> _How to complete this task_
Print the lines below exactly as written, with none missing.

> _The data_
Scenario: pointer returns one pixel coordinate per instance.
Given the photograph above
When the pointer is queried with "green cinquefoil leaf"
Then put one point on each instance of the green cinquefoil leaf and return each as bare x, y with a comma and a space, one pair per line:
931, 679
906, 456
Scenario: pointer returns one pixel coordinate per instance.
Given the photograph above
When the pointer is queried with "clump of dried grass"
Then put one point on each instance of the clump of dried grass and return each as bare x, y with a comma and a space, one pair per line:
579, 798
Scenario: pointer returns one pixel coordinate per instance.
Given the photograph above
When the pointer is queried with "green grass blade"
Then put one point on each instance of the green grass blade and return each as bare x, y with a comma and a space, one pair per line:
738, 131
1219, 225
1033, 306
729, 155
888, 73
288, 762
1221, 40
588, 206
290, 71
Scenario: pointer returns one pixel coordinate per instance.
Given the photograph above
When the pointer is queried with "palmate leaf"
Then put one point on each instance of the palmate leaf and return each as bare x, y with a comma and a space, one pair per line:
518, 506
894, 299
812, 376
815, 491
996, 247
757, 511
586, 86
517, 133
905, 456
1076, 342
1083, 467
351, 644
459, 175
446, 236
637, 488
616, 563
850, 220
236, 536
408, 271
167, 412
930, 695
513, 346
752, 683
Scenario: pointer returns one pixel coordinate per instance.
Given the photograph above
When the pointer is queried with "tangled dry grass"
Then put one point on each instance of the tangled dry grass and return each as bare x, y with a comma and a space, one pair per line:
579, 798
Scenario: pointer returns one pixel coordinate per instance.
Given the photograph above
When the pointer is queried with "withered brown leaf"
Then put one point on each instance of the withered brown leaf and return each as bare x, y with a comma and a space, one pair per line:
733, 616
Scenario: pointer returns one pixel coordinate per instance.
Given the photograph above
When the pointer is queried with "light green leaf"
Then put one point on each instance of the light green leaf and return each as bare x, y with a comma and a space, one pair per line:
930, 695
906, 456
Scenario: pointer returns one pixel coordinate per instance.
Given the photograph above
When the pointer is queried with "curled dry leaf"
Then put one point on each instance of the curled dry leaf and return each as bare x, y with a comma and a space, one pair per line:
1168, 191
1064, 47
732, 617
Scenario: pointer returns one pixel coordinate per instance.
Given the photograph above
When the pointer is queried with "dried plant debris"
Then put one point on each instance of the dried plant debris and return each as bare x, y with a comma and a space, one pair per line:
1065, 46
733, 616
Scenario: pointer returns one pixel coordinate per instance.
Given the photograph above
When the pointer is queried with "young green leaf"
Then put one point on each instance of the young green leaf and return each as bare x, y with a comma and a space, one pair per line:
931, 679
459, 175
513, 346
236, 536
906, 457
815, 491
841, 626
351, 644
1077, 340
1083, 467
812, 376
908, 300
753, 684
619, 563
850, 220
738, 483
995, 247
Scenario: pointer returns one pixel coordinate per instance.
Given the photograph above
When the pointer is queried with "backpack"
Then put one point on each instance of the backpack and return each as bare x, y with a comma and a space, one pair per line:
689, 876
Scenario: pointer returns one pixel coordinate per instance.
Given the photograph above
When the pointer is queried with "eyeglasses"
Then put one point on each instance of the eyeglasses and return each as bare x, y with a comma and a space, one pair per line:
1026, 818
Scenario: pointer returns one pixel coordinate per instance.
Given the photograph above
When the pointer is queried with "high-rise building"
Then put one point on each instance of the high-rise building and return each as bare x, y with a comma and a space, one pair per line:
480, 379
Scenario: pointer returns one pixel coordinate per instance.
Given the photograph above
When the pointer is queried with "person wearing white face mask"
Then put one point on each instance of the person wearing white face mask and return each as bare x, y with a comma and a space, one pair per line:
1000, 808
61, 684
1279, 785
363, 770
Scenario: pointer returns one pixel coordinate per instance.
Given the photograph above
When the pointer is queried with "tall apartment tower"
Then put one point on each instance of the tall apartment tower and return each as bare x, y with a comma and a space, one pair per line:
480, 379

> _Problem solution_
Scenario: pointer returns one pixel coordinate per instance.
Given the photograph above
When the pointer is queried with "green cinquefoil leaf"
Then put one point on each instance of the green cinquefoil leaf and return each as bare x, y with a comma and a space, one pair per line:
931, 679
906, 456
Scenario: pointer returns one pixel coordinate per instance.
Given the photograph above
When the pointer is queried with "clump of dried grass"
Then put one point on each instance of the clump of dried grass and return each as bare x, y with a comma and a space, one pair per line:
579, 798
Scenario: pointer returns one pixel coordinate per instance.
Given the photograph above
When the pointer is queried with "green grass blade"
Then put one point on each instance of the green grass blade and return each as bare x, y with a comma and a space, one pair per line:
738, 131
1219, 225
1033, 306
729, 155
888, 73
288, 762
1221, 40
588, 206
290, 71
Scenario: pointer returns one pixel coordinate per instance.
Given the photograph above
When the pointer is queried with "palmate leaf"
Then put one point on each instance of the palmate leaf and return each as bare x, y with a comma and a space, one pair per line:
518, 506
894, 299
812, 376
815, 491
996, 247
757, 511
586, 86
517, 133
905, 456
1076, 342
1083, 467
351, 644
459, 175
446, 236
637, 488
616, 563
850, 220
236, 536
408, 271
167, 412
930, 695
513, 346
752, 683
Scenario: pointer returns one pixel coordinate per instance.
Given the photograph above
When the pointer is queried with "tangled dry grass"
Then put one point on each instance of the tangled dry grass and return each as bare x, y with a comma and a space, one pair per line:
579, 798
Scenario: pointer returns one pixel coordinate per instance.
Given the photograph above
When the pointer is queried with "withered brown leaf"
Then put one point on each instance of the withered brown leaf and return each as bare x, y with a comma and a space, one pair per line:
733, 616
Scenario: pointer returns one pixel coordinate per instance.
Given the photograph above
When the pointer is queried with "light green leaf"
Then put one point on each instance of the light green leaf and return each as bare x, y with a comma and a space, one pair per line:
930, 695
906, 456
Scenario: pointer returns one pixel coordinate per instance.
Given the photograph above
When the pointer is queried with "curled dry leaf"
Then put one point on each instance of the curled dry leaf and return each as bare x, y with a comma and a space, one pair per line:
1168, 191
1064, 47
732, 617
Scenario: pointer returns one pixel coordinate per instance.
Given the photograph above
When the pointer is queried with "dried plant debris"
Then put one point on each instance of the dried plant debris and return each as bare x, y with a comma and a space, one pair per line:
1065, 46
733, 616
Scenario: pointer returns one pixel coordinate per instance.
Given the photograph above
When the pointer is queried with "young green leaf"
Then put one point on each instance of the young green leaf and return each as bare x, y with a comma and a space, one pair per line:
931, 679
459, 175
513, 346
236, 536
906, 457
815, 491
841, 626
351, 644
1077, 340
1083, 467
812, 376
908, 300
753, 684
619, 563
850, 220
738, 483
995, 247
Scenario: pointer returns one pixel coordinate per instance.
Given the photograph above
When the pointer is queried with "backpack"
Then put one point on each instance of the backpack and return each as bare x, y with a comma and a space, one pair per line:
689, 876
Scenario: pointer returns one pixel coordinate per instance.
Given the photograph above
When the pointer is queried with "eyeglasses"
Then put one point on each instance of the eyeglasses and return each as bare x, y with a comma and a space, one pair per line:
1026, 818
Scenario: pointer returns one pixel coordinate per instance.
Given the photograph above
When the pointer is queried with "high-rise building"
Then put one point on each instance of the high-rise building and return each as bare x, y with a comma and a space, one pair per line:
480, 379
Scenario: pointer returns one pixel coordinate per instance.
Given the photograph above
When the pointer is queried with "person wearing white face mask"
Then put one point on each instance of the person wearing white face mask and return each as bare x, y with a comma and a space, one pair per line:
1000, 808
61, 684
1279, 785
363, 770
Scenario: pointer returns one pixel coordinate per instance.
Given the photograph above
When the pointer is queried with "tall apartment tower"
Then put one point on each instance of the tall apartment tower and return each as bare x, y with a comma and a space, one pair per line:
480, 379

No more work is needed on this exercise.